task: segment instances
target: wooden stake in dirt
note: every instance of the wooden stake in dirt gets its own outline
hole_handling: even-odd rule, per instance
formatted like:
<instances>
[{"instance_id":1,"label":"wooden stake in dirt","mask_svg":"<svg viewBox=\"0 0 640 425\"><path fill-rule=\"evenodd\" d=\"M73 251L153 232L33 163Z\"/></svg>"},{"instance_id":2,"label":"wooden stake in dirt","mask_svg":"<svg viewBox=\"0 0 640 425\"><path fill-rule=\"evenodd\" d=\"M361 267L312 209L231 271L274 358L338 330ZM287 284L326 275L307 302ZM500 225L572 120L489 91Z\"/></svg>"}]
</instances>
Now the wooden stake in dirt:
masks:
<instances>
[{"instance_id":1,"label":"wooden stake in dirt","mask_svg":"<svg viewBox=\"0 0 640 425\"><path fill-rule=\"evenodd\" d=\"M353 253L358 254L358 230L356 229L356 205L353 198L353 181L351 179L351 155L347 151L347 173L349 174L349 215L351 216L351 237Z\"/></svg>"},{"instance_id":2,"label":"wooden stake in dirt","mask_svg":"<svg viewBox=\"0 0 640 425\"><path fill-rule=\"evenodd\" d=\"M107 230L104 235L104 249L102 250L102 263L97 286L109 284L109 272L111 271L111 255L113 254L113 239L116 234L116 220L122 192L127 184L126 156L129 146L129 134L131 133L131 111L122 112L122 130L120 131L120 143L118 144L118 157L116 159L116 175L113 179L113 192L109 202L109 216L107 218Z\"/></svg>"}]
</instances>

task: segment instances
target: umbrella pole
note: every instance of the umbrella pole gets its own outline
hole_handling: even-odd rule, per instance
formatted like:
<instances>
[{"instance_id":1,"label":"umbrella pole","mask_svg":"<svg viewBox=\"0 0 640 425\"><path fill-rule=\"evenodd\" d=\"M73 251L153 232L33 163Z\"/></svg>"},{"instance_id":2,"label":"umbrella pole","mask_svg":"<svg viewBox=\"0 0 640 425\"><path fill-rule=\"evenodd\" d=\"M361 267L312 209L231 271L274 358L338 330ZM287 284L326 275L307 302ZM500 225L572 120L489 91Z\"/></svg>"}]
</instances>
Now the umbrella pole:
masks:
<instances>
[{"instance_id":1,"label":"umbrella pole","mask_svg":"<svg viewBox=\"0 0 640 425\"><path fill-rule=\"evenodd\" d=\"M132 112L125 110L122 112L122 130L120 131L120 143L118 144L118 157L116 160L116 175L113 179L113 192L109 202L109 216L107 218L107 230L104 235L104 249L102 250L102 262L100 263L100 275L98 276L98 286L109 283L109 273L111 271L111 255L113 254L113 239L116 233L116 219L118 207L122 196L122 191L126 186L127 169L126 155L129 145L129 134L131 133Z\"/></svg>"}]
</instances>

## EXERCISE REQUIREMENTS:
Considering only the material above, set down every line from the one with "Now the wooden" to the one with "note: every instance of the umbrella", inclusive, exactly as written.

## REPLY TO THE TASK:
Now the wooden stake in dirt:
masks:
<instances>
[{"instance_id":1,"label":"wooden stake in dirt","mask_svg":"<svg viewBox=\"0 0 640 425\"><path fill-rule=\"evenodd\" d=\"M353 253L358 254L358 230L356 229L356 205L353 198L353 181L351 179L351 155L347 151L347 173L349 174L349 215L351 216L351 237Z\"/></svg>"},{"instance_id":2,"label":"wooden stake in dirt","mask_svg":"<svg viewBox=\"0 0 640 425\"><path fill-rule=\"evenodd\" d=\"M107 230L104 235L104 249L102 250L102 263L97 286L109 284L109 272L111 271L111 255L113 254L113 239L116 234L116 220L122 192L127 184L126 156L129 146L129 134L131 133L131 111L122 112L122 130L120 131L120 143L118 144L118 157L116 159L116 175L113 179L113 192L109 202L109 216L107 218Z\"/></svg>"}]
</instances>

task: segment instances
target: umbrella pole
note: every instance of the umbrella pole gets its own outline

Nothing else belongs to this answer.